Current tools can suggest code that’s unreachable. However, dead code isn’t limited to code that’s unreachable, it includes code that can be executed, but is not used. It’s often harder to find.

Design choices (Impossible 4 Properties)

  1. Fully automatic = Yes
  2. Always terminate
    • Yes, our analysis will always terminate. As we learned in lecture, program slicing will always terminate.
  3. On termination: always says “yes” when the answer should be “yes”
    • Yes, we can think of the question as whether the variable depends on some other variable on a particular line. Since the program slicing over-approximates, it always says yes.
  4. On termination: always says “no” when the answer should be “no”
    • No, our analysis will not always satisfy this property since we over-approximate.

Rough implementation details

Regarding the implementation, we came across this paper that described a really interesting approach to tackle this problem.

Here’s the high-level idea: as input, we receive from the user a program with dead code, and a set of effective variables. Effective variables are variables that influence the program's functionality. For prototype purposes, we’ll let the user specify the effective variables. However, if we have time, or for future work, we can implement a heuristic approach to approximate what the effective variables are.

Connecting this to an example use case, if I was a programmer tasked with modifying a function like the BFS example, I know that the effective variables are my queue and the nodes I’ve visited. Apart from that, I don’t want to spend time trying to understand the code instrumentation (tracing, logs, metrics) that other developers added. Instead, I’d like to focus on the core logic by removing the dead code.

(Source data)
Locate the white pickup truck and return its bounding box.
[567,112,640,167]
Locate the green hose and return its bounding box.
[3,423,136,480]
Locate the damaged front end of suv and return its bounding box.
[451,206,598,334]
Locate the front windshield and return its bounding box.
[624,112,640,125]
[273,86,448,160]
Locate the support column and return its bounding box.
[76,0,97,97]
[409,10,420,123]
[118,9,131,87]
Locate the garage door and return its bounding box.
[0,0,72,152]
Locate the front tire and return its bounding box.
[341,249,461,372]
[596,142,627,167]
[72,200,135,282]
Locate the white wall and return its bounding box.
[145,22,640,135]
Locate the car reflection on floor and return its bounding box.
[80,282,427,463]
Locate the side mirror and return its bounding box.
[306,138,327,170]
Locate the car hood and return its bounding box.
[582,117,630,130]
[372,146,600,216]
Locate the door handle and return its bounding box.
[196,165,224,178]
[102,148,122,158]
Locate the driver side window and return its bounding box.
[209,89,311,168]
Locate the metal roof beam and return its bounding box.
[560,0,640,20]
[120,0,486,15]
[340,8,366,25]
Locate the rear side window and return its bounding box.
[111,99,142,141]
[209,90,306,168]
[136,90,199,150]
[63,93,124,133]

* * *

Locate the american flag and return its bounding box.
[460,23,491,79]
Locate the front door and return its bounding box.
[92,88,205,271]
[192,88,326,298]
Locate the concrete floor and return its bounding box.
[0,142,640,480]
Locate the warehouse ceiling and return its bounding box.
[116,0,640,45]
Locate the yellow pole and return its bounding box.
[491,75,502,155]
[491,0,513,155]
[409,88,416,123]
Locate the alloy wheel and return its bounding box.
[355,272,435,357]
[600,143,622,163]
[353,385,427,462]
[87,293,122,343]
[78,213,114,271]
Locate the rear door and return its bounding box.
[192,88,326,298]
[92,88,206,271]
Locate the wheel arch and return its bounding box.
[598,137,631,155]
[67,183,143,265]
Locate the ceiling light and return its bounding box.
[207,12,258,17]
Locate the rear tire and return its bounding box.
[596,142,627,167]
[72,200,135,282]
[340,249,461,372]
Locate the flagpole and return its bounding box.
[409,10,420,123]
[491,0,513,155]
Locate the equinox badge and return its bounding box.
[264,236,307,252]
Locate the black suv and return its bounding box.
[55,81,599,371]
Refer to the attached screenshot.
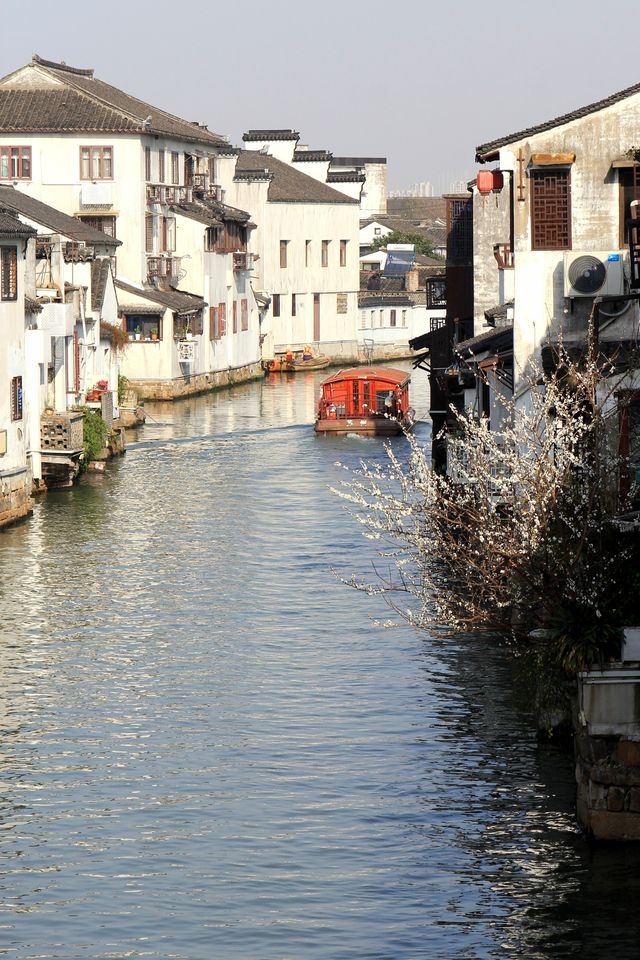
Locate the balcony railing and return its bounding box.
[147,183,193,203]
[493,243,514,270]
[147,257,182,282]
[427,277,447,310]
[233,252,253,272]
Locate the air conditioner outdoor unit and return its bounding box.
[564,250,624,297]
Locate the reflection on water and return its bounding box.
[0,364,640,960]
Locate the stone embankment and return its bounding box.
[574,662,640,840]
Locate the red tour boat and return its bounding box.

Task: Please write the next part of the dead-code detection write-up, picking up after its final sentence.

Task response:
Given these inputs, we would generate a program slice for each effective variable and then merge the resulting program slices together.

Practical Example

See DeadCodeExample.md

Main Responsibilities & Deadlines

Please see our schedule here for our planned division of main responsibilities between team members and roadmap for what should be done when including specific goals for completion by future Milestones.

Milestone 1

Discussion of Ideas So Far

Full details can be found here

Our group came up with 3-4 ideas this week. The two main ideas we are leaning towards are:

1. Big-O Calculator

Our program analysis tool would calculate the time complexity (best case and worst case) given a block of code. The code can be complex with recursion, conditionals that affect the time complexity, loops, etc.

For example, if the condition is always satisfied, time complexity would be O(N), otherwise, it would be O(logN)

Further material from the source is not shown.